** Material provided **
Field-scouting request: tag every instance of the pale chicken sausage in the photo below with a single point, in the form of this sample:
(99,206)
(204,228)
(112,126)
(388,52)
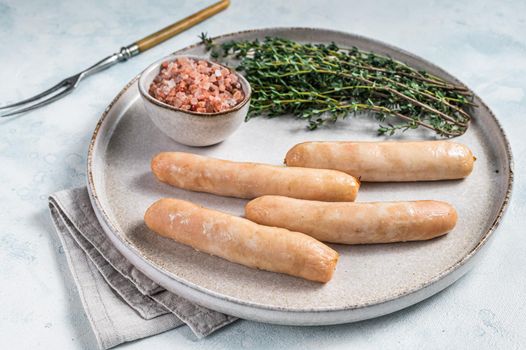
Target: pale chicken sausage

** Exercise requirements **
Put every line of the listing above into a numbered list, leaving out blank lines and omitting the pictures.

** Task answer **
1. Field-scouting request: tag every instance of the pale chicken sausage in the photo below with a single point, in the form of this sample:
2. (99,206)
3. (204,228)
4. (112,126)
5. (388,52)
6. Target: pale chicken sausage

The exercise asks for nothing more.